Problem:
In the engine shutdown passage, to what position did the captain turn the Magneto selector knob?

Text section:

Working quickly through the plane’s shut-down procedure to clear the engine of the unburned fuel still flowing into the 18 cylinder engine, the captain reached a few inches forward with his left hand to the Ignition Switch at the front of the Left Distribution Consul to turn the Magneto selector knob clockwise from the BOTH ON to the BOTH OFF position. Switching hands on the control stick to begin the fuel evaporation process, Pappy moved the Cooling Flaps levers on the Right Hand Consul to the OPEN position and then the Alternate Air Control to the IN position.

Trading hands again, the Arkansas pilot reached for the Engine Control Unit quadrant beside him and pinching the black Bakelite knob of the Prop Control lever with his left thumb and forefinger he pulled it back and down to put it into Low Pitch, High RPM mode.

 

In the last step of the evaporation process, Pappy moved the Blower Lever in the left consul forward with the same grasp until it clicked into its neutral position and then moved the Mixture Control Lever in the same unit into its IDLE CUT-OFF position. Two thousand feet of altitude has now been lost and after taking a moment to reflect on his next task, Reid decides enough time has passed to attempt an engine restart.

Entries drawn from a collection:
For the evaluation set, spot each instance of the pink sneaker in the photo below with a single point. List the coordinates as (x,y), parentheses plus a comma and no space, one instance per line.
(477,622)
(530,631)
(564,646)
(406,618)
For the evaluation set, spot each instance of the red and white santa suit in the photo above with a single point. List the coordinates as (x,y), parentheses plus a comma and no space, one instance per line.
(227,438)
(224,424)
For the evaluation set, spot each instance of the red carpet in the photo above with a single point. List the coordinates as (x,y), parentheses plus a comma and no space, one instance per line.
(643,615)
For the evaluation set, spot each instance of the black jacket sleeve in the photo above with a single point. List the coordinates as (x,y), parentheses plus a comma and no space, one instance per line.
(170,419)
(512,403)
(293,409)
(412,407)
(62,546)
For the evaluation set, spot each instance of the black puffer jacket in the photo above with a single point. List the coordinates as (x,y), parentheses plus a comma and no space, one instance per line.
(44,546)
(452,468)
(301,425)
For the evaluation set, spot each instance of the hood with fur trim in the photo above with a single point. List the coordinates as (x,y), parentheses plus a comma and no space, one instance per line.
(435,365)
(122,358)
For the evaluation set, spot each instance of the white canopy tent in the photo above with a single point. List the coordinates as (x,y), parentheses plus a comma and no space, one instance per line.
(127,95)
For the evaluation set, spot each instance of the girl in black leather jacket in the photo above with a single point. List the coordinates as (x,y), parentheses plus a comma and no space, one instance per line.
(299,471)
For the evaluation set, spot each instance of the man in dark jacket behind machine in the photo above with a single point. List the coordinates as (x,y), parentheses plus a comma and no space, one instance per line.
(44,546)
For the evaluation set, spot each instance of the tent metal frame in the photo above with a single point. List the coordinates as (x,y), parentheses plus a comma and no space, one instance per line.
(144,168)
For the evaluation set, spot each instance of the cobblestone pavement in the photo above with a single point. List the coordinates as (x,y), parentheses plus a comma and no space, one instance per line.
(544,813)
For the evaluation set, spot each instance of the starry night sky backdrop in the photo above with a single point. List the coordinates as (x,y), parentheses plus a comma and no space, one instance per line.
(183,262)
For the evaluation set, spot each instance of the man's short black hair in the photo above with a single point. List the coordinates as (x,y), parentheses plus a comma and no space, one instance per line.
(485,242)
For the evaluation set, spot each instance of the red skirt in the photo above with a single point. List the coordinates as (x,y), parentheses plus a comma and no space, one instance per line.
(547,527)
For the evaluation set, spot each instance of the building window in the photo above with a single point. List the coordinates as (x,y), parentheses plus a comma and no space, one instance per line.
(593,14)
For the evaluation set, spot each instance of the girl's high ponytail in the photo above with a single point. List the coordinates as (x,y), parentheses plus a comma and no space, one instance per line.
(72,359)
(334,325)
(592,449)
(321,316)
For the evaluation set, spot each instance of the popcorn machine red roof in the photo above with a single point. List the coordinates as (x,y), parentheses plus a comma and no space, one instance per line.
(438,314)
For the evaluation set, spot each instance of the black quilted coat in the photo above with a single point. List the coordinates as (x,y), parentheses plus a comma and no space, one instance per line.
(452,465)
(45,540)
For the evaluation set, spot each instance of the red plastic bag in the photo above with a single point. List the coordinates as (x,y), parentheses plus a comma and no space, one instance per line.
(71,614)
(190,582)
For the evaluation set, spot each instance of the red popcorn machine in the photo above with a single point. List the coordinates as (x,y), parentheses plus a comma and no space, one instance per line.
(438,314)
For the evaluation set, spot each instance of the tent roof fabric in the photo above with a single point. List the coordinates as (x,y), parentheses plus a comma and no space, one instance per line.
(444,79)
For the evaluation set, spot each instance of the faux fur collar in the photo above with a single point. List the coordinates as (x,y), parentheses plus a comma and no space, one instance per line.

Answer for the task:
The BOTH OFF position.